** Begin **
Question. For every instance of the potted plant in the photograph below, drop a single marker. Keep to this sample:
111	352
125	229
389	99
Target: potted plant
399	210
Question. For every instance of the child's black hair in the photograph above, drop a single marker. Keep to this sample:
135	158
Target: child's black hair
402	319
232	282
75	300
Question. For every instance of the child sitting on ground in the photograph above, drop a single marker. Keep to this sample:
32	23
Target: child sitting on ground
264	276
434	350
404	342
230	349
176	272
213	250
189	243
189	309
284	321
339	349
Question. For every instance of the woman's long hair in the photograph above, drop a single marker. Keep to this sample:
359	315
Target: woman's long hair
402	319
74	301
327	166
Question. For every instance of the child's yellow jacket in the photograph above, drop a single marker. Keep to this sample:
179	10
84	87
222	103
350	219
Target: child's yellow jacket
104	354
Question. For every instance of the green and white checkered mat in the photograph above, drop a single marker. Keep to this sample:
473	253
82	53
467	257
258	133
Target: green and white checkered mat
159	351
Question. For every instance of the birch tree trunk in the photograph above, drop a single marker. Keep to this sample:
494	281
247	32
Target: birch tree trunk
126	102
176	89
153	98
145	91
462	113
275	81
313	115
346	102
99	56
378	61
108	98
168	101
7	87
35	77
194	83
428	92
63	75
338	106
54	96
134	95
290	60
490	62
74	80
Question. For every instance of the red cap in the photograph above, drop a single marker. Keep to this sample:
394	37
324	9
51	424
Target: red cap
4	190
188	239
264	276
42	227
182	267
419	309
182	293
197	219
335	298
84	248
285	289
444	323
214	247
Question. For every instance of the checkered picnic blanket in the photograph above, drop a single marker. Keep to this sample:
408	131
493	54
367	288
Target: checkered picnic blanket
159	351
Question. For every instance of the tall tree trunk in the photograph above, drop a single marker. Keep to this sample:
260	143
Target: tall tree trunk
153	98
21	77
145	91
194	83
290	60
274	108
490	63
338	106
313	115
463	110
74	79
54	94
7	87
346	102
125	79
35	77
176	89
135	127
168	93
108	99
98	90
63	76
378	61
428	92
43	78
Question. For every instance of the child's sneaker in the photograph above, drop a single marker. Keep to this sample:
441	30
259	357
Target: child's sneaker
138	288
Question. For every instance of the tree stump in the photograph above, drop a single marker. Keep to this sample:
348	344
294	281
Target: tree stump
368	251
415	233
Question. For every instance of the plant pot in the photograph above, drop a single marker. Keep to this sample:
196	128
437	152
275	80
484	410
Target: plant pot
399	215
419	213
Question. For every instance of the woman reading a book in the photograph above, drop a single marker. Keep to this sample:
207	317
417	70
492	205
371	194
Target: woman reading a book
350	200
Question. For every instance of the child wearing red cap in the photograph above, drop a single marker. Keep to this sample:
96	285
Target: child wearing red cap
** End **
Your task is to repeat the data exactly; please include every line.

ANSWER FOR THE TASK:
Question. For every instance of the potted plant in the photograph below, drop a single marker. Keep to this sample:
111	352
125	229
389	99
Target: potted plant
399	210
Question. For every instance of the child's black hair in the photograph above, drop a single marker. Keep to this sample:
135	158
Target: child's black hair
402	319
232	282
75	300
Question. For every instance of the child sitting on ground in the photograph above, drop a single marker. Keep to this sample:
32	23
Target: child sitting on ground
264	276
434	350
404	342
230	349
176	272
213	250
189	243
189	309
284	321
339	349
Question. For every instance of the woman's long hair in the photograph above, drop a single marker. Keep to this sample:
359	315
Target: woman's long hair
402	319
74	301
327	166
Question. For every instance of the child's yellow jacket in the photograph above, drop a single marker. Keep to this sample:
179	10
84	87
222	103
350	219
Target: child's yellow jacket
104	354
Question. For every instance of the green and white checkered mat in the photograph above, drop a single marker. Keep to this sample:
473	253
82	53
467	257
258	133
Target: green and white checkered mat
159	351
Question. For every instance of the birch tree trunk in the photograph above, drop a single marker. Keep to this sample:
494	281
247	32
Target: birch tree trunk
126	102
176	89
153	98
145	91
462	113
275	81
313	115
346	102
99	56
378	61
108	98
168	101
7	87
35	77
194	83
428	92
63	75
338	106
54	96
134	95
290	60
490	62
74	80
Question. For every instance of the red cap in the photograph above, drop a single marker. Keep to this sample:
394	37
324	9
51	424
Target: red cap
4	190
188	239
264	276
42	227
182	267
419	309
182	293
197	219
335	298
84	248
285	289
444	323
214	247
Question. For every instance of the checkered picnic blanket in the photograph above, drop a single marker. Keep to this sample:
408	131
493	54
367	288
Target: checkered picnic blanket
159	351
Question. For every instance of the tall tree trunk in the photograph above, drop a single marker. Keep to this sample:
260	143
Target: tall tree trunk
153	98
21	77
145	91
194	83
290	60
274	108
490	63
338	106
313	115
463	110
74	79
54	94
7	87
346	102
125	79
35	77
176	89
135	127
168	93
108	99
98	90
63	76
378	61
428	92
43	78
Question. For every instance of the child's sneaker in the photograph above, drop a single marker. Keep to this sample:
441	30
259	357
Target: child's sneaker
138	288
Question. For every instance of the tree stump in the photograph above, drop a single marker. Keep to this sample:
348	344
294	281
Target: tree stump
368	251
415	233
Question. For every instance of the plant pot in the photograph above, drop a single marker. Keep to this sample:
196	128
437	152
275	80
484	410
Target: plant pot
399	215
419	213
Question. For every instance of the woman reading a book in the photograph above, drop a single marker. Keep to this sample:
207	317
417	70
492	205
371	194
Target: woman reading a book
350	200
Question. For every instance of the child wearing red cap in the photograph above, drop a single marker. Keep to this sample:
96	285
Target: child wearing red cap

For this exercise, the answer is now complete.